> [TASK TO CARRY OUT]
Put every line of the material below into a JSON list of strings, one string per line, skipping blank lines. Leave the pictures out.

> [MATERIAL PROVIDED]
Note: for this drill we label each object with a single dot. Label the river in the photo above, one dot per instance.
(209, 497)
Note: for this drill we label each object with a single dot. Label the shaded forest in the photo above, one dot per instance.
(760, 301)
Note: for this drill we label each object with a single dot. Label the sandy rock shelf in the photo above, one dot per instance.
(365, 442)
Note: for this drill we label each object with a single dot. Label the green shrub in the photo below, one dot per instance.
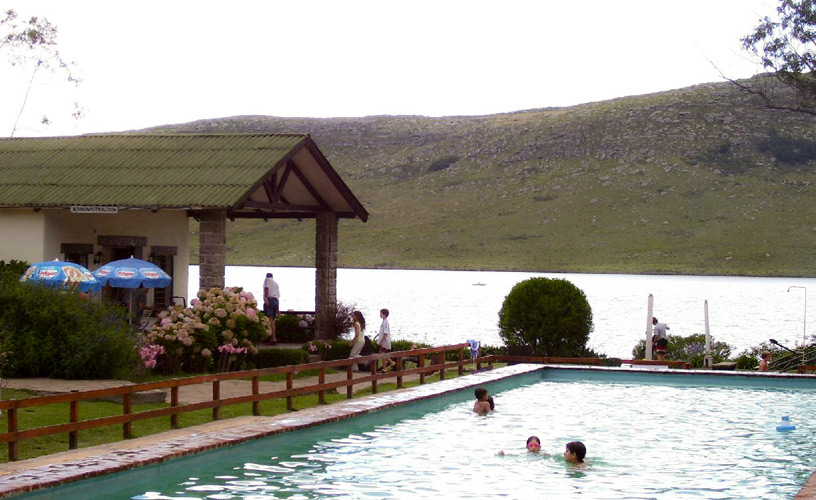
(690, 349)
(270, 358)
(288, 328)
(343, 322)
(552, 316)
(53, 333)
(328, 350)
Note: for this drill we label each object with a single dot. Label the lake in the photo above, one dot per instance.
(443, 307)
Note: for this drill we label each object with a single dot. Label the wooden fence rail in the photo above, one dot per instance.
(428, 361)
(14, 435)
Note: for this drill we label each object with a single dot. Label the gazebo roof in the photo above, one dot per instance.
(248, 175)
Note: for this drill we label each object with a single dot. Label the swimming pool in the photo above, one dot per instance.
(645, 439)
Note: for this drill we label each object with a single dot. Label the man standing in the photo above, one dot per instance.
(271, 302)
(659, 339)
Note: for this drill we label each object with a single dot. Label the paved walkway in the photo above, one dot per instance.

> [WRITTEN ANSWER]
[
  "Note: for this drill we label each object with a single dot. Label the river in the photo above, one dot per instance.",
  "(209, 497)",
  "Note: for this drill we label each object with a single dot. Label the shaded forest in the photo above, one dot per instance.",
  "(760, 301)",
  "Note: for this drill we label each object with a single dot. Label the sandy rock shelf in the photo above, one dot per instance.",
  "(365, 442)",
  "Note: for this drill we label each object with a single dot. Label the green shrub in the photo below, one dot per instance.",
  "(690, 349)",
  "(270, 358)",
  "(288, 328)",
  "(343, 322)",
  "(552, 316)",
  "(53, 333)",
  "(328, 350)",
  "Note: for this drill we label each object with a single dot. Label the lake in the photo above, one dot per instance.",
  "(443, 307)",
  "Note: for this drill we label each object with a single dot. Label the wooden fence rail in the photo above, one dot per instance.",
  "(428, 361)",
  "(14, 435)",
  "Note: for this drill we label each object with a single dot. Label the gazebo roof in the photo above, one dot per instance.",
  "(248, 175)",
  "Note: for this drill we label each object with a single dot. Label the swimming pool in the photo above, one dot per instance.",
  "(645, 439)",
  "Note: for this drill we label each object with a single dot. Label the man standing in the photo above, one dot per instance.",
  "(271, 302)",
  "(659, 339)",
  "Note: for this drill we label each object with a single dot. Label the paved walkway in the photo above, one dot per instance."
]